**Page**:
+ + + + + + +

Alerts and notifications
Once you have done all the previous steps, you want to be able to send alerts and notifications to yourself or your team, so that when something does go wrong, someone is out there looking out for it.
Continuous re-evaluation and fine tuning
The first eight steps are things you do, and then you just keep doing them every day until you figure out: “Okay, this is working well, this isn’t doing what I wanted to do.” Observability is a never-ending journey. You start it, figure out something works, and you find out all the ways that it doesn’t work, and what you can do better.
Best practices and updates
As much as we’d love for our systems to be future-proof, they never are. New things come up, change, and maybe you find out that the software you’re using has new updates and you haven’t updated in six years. You have to keep up with it.

Tools for Kubernetes observability

Mofi: We are inundated with choices [of tools.] We have so many choices. All of the tools that I’m showing you are taken from the Cloud Native Computing Foundation (CNCF) landscape. TheCNCF landscape probably covers 70% of all tools that exist. But there are tools that are outside the world of CNCF. Because we’re talking about Kubernetes, CNCF is probably a good place for us to start. Again, if you want to break down the tools in multiple parts, you’re probably looking at something like open source: There, you have CNCF projects, member projects, and non-CNCF member projects, and then you have proprietary.

Proprietary would be the tools that both [Paige and I] work in. Kubernetes is open source, but GKE is a managed version of it. We have our own logging and monitoring suite called Operations Suite. Chronosphere is also a vendor that provides proprietary solutions for that kind of stuff. But, let’s look at some of the open source tools. These are sorted by GitHub stars. The first one has the most number of GitHub stars at about 62,000, and we have all the way down to 400 GitHub stars. These are all projects that exist in the space.

A few months ago, I actually tried out half of them to just experiment how they are … Some of them have really nice UI, some of them have nice collectors. But generally, they get the job done. If you want to invest the time and energy to figure it out, you can do really great things with most of these tools.

Continue this part of the conversation at minute 16:32.

The world of proprietary monitoring tools

Mofi: Then, you have the world of not open source. This is where both of our companies live: The Google Stack driver and Chronosphere, these are both products that will allow you to do things [in Kubernetes]. All the cloud vendors happen to be [in this category], like Amazon, Azure, Google, and IBM. Then you have specialized tools, again, like Chronosphere, Datadog, New Relic. All of these tools do very specific observability related things. Depending on what you’re looking for, that might be really powerful for your stack.

For open source logging tools, Elastic has the open source version of things, but they also have a managed solution. For tracing tools, again, Honeycomb is doing some really cool stuff. And LightStep, they basically have this kind of managed solution that [is interoperable] with OpenTelemetry now, but I’m not 100% sure. For the cost optimization tools, there are a bunch of them here as well. I think I have seen the most from cast.ai, but the other tools are doing cool things as well.

Choosing the right tool

Paige: When people ask how to choose the right tool, I always say that it depends. [Which is] everybody’s least favorite answer. Today, we are going to talk about the different factors you want to consider, that go into making a choice most beneficial for you. It depends on your use case. There isn’t one way to monitor Kubernetes or do cloud native. It depends on your people, your organization and business goals, the stack that you’ve got running, and a few other things that we will talk about.

+ + + + + + +

**Information provided**:
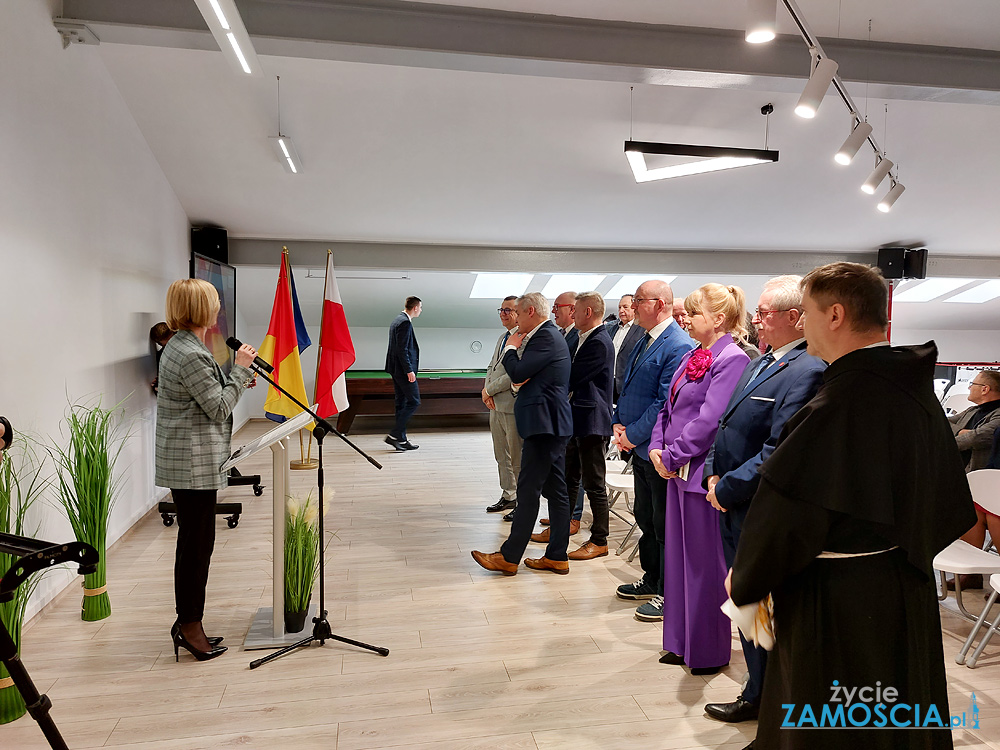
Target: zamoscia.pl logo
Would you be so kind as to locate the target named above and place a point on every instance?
(873, 707)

+ + + + + + +

**Written tasks**:
1. Give again the part of the Kubernetes observability page starting with "The world of proprietary" and going on through "for your stack.".
2. In one to three sentences, explain why the Kubernetes observability page treats the CNCF landscape as a starting point for choosing tools.
3. Continue the Kubernetes observability page from where it ends.

**Answers to the exercises**:
1.
The world of proprietary monitoring tools

Mofi: Then, you have the world of not open source. This is where both of our companies live: The Google Stack driver and Chronosphere, these are both products that will allow you to do things [in Kubernetes]. All the cloud vendors happen to be [in this category], like Amazon, Azure, Google, and IBM. Then you have specialized tools, again, like Chronosphere, Datadog, New Relic. All of these tools do very specific observability related things. Depending on what you’re looking for, that might be really powerful for your stack.

2. Because the discussion is about Kubernetes, the speaker considers CNCF probably a good place to start.

3.
One choice you have, or a place that a lot of businesses start at: Open source where you are self-managing it. Sometimes, we call this do-it-yourself (DIY) observability, or in-house observability. This is often a fit. If cost is a major concern. If you do have the team that has scale, bandwidth, and the experience running, operating, hosting, and monitoring [Kubernetes]. You don’t want to make the mistake of putting your Prometheus cluster in the same availability zone as you’re running your applications for production that your customers are using.

There are a lot of considerations that you want to think about when hosting this stuff yourself. If you would like to be on the cutting edge of innovation, and you want to keep up with the latest releases, or you don’t want to have to wait for a vendor to adopt whatever the latest release is, of course, open source is the choice when you want to be in control of your data and your observability destiny. You don’t want to be locked into one particular solution.

Plenty of people, up to a certain scale, work just fine with DIY observability. That is the first place, or entry point, for a lot of organizations.

Choosing a cloud provider solution

Paige: The next step is choosing a cloud provider solution, like the Google Operations suite. AWS has CloudWatch; this is great if you’re in one cloud. If you go multi-cloud, you will want that full-picture experience, because that’s what your customers are getting. Your customer doesn’t choose what cloud their request gets routed to, but you are on the hook for the customer experience. If you’re on one cloud, why not use that cloud provider’s analytics and monitoring? Because it’ll be the quickest time for you. You definitely get a clear price advantage there.

Oftentimes, this is bundling, or you get discounts – depending on your usage – and it is the deepest integration with the existing infrastructure and cloud that you’re running on. That makes total sense to me.

Choosing a managed service

Paige: There are a lot of use cases where you may go multi-cloud, and you want to start considering other options – like a managed service:

If you’ve got a hybrid infrastructure.
If your team doesn’t have the bandwidth to self-manage a stack.
If you get to the point with DIY observability, where you’re hitting scaling limits and dashboards are taking longer to load.
If you’re worried about the alert evaluation pipeline.
Your last ops team member just quit because they burned out from running Prometheus, and they went to a company that was using a managed service.

There are a lot of factors you want to think about with the health of your operations organization, and people are definitely a big factor in whether to go managed or self-hosted. Managed services also give you features that are only available for that specific proprietary provider. There are some things, like sampling or tuning, that particular vendors provide that aren’t available in open source. There is a benefit and advantage to going with managed services.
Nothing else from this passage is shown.